Your task
Beginning at whichever line contains "Target: concrete wall", reproduce each line of the records below word for word, ending with the last, and add nothing.

Data extracted from a collection
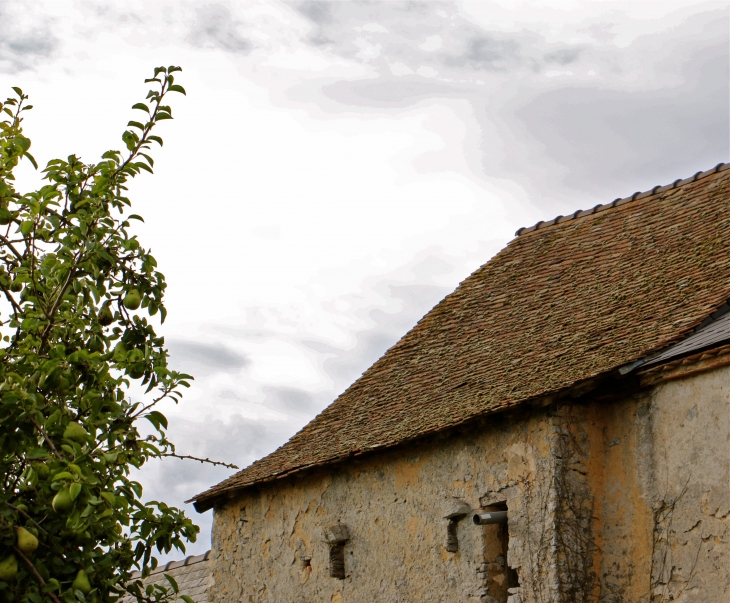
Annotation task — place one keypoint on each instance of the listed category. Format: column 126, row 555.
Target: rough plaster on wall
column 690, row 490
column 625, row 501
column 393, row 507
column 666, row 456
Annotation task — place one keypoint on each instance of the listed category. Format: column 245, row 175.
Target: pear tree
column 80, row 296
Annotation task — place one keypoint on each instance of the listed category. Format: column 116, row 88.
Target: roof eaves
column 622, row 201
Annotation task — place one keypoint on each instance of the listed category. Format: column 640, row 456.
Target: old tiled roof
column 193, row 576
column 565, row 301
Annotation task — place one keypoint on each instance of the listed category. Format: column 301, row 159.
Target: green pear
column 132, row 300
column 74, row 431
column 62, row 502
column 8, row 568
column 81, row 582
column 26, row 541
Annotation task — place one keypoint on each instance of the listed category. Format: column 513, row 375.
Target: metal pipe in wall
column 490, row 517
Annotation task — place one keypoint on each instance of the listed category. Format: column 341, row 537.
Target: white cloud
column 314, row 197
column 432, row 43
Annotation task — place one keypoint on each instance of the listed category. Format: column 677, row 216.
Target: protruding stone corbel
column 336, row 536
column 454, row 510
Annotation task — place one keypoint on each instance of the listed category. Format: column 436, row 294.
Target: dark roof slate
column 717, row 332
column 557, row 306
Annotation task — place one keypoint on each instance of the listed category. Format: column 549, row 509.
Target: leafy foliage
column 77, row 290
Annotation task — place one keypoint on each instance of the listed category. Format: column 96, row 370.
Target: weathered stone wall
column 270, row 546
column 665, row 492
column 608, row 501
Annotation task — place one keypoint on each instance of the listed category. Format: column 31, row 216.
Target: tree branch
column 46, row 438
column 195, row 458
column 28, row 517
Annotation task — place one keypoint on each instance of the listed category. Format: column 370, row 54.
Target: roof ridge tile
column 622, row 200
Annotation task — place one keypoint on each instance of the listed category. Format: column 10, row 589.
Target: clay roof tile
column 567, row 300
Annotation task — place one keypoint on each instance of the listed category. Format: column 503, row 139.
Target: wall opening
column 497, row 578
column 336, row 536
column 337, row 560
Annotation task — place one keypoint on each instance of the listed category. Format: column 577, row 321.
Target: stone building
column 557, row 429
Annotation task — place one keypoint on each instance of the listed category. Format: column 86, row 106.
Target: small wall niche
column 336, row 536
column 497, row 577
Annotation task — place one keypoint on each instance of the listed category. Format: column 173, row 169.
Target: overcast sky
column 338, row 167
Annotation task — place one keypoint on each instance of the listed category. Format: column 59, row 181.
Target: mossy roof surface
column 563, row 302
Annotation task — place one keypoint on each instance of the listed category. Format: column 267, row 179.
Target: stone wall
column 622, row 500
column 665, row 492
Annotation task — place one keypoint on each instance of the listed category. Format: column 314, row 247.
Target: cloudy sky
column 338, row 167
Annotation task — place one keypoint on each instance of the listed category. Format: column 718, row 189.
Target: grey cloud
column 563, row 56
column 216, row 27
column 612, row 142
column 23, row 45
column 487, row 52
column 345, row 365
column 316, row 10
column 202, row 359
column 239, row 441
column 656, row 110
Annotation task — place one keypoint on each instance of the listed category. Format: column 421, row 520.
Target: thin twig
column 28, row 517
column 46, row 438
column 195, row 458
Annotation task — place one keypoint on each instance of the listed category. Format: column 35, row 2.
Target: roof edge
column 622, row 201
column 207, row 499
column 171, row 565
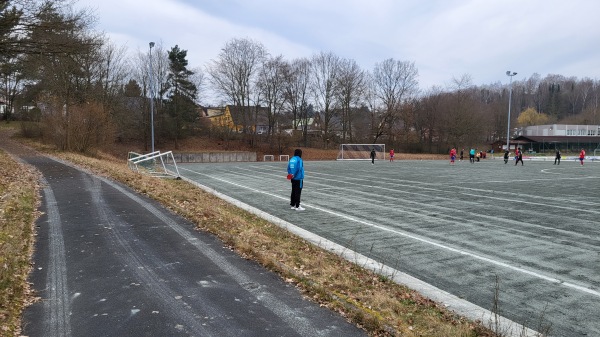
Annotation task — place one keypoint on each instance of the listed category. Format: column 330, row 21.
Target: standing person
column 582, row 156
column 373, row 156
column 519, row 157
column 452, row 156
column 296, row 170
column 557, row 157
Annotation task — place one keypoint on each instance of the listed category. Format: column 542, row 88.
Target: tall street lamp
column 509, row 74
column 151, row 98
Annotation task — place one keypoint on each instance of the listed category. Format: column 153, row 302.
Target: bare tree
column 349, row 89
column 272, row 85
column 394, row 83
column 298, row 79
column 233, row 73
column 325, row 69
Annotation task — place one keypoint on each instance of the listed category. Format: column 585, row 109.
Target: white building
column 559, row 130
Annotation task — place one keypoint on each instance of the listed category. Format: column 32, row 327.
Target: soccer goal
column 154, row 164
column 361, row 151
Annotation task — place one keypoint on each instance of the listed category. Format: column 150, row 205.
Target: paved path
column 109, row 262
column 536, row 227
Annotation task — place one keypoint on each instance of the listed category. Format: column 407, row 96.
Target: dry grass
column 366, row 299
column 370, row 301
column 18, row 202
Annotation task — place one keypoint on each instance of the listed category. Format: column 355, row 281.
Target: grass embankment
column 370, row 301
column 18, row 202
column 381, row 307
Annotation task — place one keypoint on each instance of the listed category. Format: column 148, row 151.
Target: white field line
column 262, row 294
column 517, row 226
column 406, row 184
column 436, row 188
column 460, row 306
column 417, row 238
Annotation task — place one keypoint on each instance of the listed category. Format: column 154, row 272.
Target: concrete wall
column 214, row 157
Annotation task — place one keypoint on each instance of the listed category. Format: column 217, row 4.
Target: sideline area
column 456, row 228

Answer box
Target: concrete wall
column 214, row 157
Annotation task — place one keypoint on each instance of the listed category. Format: column 217, row 4.
Target: sideline area
column 456, row 228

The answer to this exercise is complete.